- _Stated exercise_: Edit the text on racial disparities in drug arrests and incarceration, starting at "In March, I" and ending at "incarceration. (photo: Pennington).". Write that passage out again with "incarcerated population" changed to "prison population".

- _Source excerpt_:
Addressing Racial Disparities: Drug Arrests and Incarceration

In March, I posted an item alerting readers to a newly-released report from the Pew Center on the States showing that the United States imprisons more of its citizens than any other country. Moreover, the report showed that the incarcerated population was disproportionately made up of young African American and Hispanic men and women. On May 5th, two additional reports were released detailing how drug enforcement policies and sentencing practices contribute to these racial disparities in arrests and incarceration. (photo: Pennington).

Disparity by Geography: The War on Drugs in America’s Cities, by Ryan S. King (Sentencing Project), is the first longitudinal analysis of city-level drug arrest data by race, covering the 23-year period (1980-2003) of the initiation and expansion of the “war on drugs.” Looking at 43 of the country’s largest cities, King found that 40 of these cities had a substantial increase in drug arrests during this time, with six cities showing an increase of more than 500%. Increases in drug arrests varied across the cities studied, but what is more interesting is that King found significant variations within states. For example, Tucson, Arizona had an 887% increase in drug arrests between 1980 and 2003, while the increase in Phoenix was only 52%. Once again, African Americans disproportionately bear the burden of these increases. The increase in drug arrests of African Americans was more than three times greater than the increase in drug arrests of white Americans (225% and 70%, respectively). In 11 of the cities examined, drug arrests of African Americans increased by more than 500% during the study period.

- _Records shown_:

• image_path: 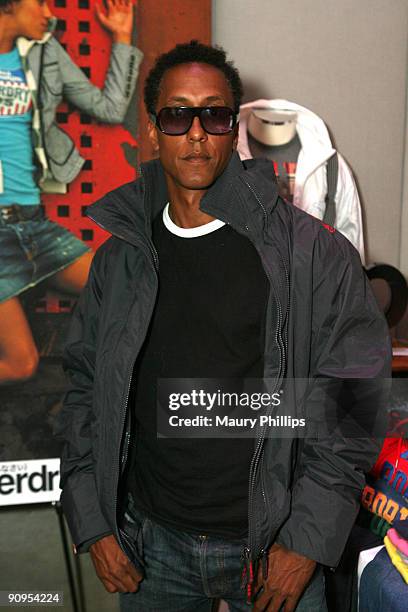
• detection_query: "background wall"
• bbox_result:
[213,0,408,275]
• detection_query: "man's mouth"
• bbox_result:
[182,153,211,164]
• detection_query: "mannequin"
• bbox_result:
[237,99,364,264]
[248,109,302,204]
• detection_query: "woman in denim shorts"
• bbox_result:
[0,0,141,384]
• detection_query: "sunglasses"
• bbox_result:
[150,106,239,136]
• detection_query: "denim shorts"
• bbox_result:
[0,206,91,302]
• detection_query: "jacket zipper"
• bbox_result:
[244,181,289,603]
[114,241,159,553]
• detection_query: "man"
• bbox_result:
[58,41,390,612]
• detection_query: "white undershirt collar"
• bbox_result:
[163,202,225,238]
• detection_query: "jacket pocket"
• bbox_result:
[41,62,63,97]
[119,502,150,575]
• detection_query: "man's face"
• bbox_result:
[148,63,238,191]
[11,0,52,40]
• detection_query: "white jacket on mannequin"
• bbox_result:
[238,100,365,264]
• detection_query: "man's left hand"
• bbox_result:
[95,0,133,45]
[253,544,316,612]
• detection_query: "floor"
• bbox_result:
[0,504,119,612]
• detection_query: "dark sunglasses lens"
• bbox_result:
[157,107,192,136]
[201,106,234,134]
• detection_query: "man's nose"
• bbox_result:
[43,2,53,19]
[188,117,207,140]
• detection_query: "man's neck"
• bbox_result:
[169,188,215,228]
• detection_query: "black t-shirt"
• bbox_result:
[127,208,268,537]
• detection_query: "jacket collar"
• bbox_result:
[87,152,278,244]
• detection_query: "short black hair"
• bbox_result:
[144,40,243,114]
[0,0,20,12]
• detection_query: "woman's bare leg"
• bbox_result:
[0,253,93,384]
[50,253,94,295]
[0,297,39,383]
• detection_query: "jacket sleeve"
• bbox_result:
[277,229,392,566]
[55,41,143,123]
[55,251,112,548]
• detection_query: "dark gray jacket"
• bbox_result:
[58,154,391,565]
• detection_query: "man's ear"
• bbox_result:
[232,123,239,151]
[147,119,160,152]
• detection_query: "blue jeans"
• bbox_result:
[120,509,327,612]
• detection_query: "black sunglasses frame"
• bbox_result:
[149,106,239,136]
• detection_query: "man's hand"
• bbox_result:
[89,535,142,593]
[95,0,133,45]
[253,544,316,612]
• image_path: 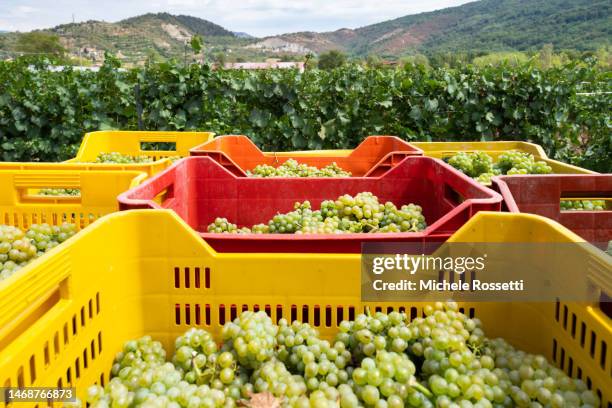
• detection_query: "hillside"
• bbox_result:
[0,0,612,64]
[44,13,249,63]
[266,0,612,56]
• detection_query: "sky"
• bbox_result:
[0,0,470,37]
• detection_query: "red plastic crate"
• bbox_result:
[189,135,423,177]
[493,174,612,243]
[119,157,502,253]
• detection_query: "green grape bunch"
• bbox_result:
[560,200,606,211]
[38,188,81,197]
[246,159,351,177]
[447,150,552,186]
[207,192,427,234]
[0,223,77,281]
[80,301,601,408]
[94,152,153,164]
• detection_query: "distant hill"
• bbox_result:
[264,0,612,56]
[0,0,612,64]
[233,31,255,38]
[44,13,252,63]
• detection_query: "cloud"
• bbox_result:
[15,6,39,14]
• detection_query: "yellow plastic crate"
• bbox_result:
[410,141,595,174]
[65,130,215,176]
[0,164,147,229]
[0,210,612,407]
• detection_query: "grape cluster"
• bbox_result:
[0,223,76,280]
[207,192,427,234]
[38,188,81,197]
[207,217,251,234]
[560,200,606,211]
[495,150,552,174]
[448,150,552,185]
[222,311,278,368]
[247,159,351,177]
[95,152,153,164]
[79,302,601,408]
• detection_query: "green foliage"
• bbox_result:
[319,50,346,69]
[191,35,204,54]
[472,52,529,67]
[213,52,227,67]
[0,56,612,172]
[15,31,66,57]
[400,54,430,68]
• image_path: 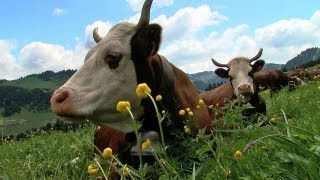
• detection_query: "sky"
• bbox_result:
[0,0,320,80]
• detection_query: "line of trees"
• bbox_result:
[0,86,52,117]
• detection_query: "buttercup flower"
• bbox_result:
[199,99,204,106]
[122,167,130,176]
[102,147,112,158]
[179,109,186,116]
[233,151,242,160]
[117,101,131,113]
[136,83,151,98]
[141,138,151,150]
[270,117,277,124]
[156,95,162,101]
[96,126,101,131]
[87,165,99,175]
[183,126,191,134]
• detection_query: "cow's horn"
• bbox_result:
[249,48,263,62]
[93,27,102,43]
[137,0,152,29]
[211,58,229,68]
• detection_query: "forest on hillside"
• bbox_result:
[0,86,52,117]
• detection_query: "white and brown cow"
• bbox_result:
[51,0,212,163]
[200,49,266,118]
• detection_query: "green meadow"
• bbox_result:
[0,81,320,180]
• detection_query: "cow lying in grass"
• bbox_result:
[200,49,266,118]
[51,0,212,167]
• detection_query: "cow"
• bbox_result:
[200,49,266,118]
[50,0,213,166]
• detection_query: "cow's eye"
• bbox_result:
[105,52,122,69]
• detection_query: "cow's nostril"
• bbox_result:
[55,91,69,104]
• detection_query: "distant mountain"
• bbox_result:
[262,63,284,71]
[0,69,76,91]
[284,47,320,70]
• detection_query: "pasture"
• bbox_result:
[0,81,320,179]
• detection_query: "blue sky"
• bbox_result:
[0,0,320,79]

- _Exercise result_:
In March, I posted an item alerting readers to a newly-released report from the Pew Center on the States showing that the United States imprisons more of its citizens than any other country. Moreover, the report showed that the prison population was disproportionately made up of young African American and Hispanic men and women. On May 5th, two additional reports were released detailing how drug enforcement policies and sentencing practices contribute to these racial disparities in arrests and incarceration. (photo: Pennington).